## Directions for this task
Reproduce the data below verbatim, starting at its first line and continuing up to and including the line that contains "[[73, 242], [338, 282]]".

┌──

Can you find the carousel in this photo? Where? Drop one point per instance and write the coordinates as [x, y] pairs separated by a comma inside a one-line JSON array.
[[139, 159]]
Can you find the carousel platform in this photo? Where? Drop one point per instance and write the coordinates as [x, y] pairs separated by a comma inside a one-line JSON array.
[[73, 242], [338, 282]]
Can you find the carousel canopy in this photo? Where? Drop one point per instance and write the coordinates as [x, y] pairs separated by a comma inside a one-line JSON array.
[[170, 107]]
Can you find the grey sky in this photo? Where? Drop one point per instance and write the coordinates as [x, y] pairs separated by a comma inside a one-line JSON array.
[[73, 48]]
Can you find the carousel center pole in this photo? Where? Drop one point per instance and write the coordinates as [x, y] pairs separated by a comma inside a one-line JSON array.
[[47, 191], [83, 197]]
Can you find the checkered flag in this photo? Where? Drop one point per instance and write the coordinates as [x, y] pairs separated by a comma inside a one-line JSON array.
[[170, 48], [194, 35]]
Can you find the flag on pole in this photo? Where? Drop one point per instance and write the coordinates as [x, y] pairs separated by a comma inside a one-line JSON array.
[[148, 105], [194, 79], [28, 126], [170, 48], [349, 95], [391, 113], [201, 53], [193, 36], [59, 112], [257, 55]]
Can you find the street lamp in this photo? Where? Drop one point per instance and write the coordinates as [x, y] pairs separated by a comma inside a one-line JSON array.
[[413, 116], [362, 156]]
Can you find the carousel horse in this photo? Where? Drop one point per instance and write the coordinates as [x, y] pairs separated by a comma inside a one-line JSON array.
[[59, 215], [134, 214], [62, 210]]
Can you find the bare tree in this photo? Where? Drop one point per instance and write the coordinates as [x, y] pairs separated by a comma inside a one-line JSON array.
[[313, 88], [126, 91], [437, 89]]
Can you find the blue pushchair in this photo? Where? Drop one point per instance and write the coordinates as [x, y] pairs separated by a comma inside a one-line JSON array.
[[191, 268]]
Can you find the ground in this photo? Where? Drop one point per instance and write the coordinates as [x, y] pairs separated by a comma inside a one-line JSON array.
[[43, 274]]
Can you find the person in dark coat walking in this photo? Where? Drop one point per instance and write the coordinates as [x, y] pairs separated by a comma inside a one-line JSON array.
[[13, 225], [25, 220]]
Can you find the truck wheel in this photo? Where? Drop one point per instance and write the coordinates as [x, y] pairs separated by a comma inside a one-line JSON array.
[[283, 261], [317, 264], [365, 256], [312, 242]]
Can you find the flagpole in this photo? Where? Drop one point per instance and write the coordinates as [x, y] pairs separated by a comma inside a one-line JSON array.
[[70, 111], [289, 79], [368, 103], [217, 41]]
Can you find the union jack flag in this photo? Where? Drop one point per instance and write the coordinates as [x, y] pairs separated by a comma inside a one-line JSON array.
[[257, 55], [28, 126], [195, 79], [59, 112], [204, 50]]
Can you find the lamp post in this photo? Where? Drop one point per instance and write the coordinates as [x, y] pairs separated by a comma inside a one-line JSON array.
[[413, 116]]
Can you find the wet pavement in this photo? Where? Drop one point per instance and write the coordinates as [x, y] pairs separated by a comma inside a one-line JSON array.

└──

## Output of the exercise
Can you find the carousel in this photo? Where? Drop one point per instance and write the coordinates as [x, y] pairs separated by a comma inside a one-line JSON array.
[[139, 159]]
Can you find the carousel platform in this photo? Where? Drop one point per instance and write the coordinates as [x, y] pairs separated by a comma inside a one-line JSON array.
[[73, 242], [338, 282]]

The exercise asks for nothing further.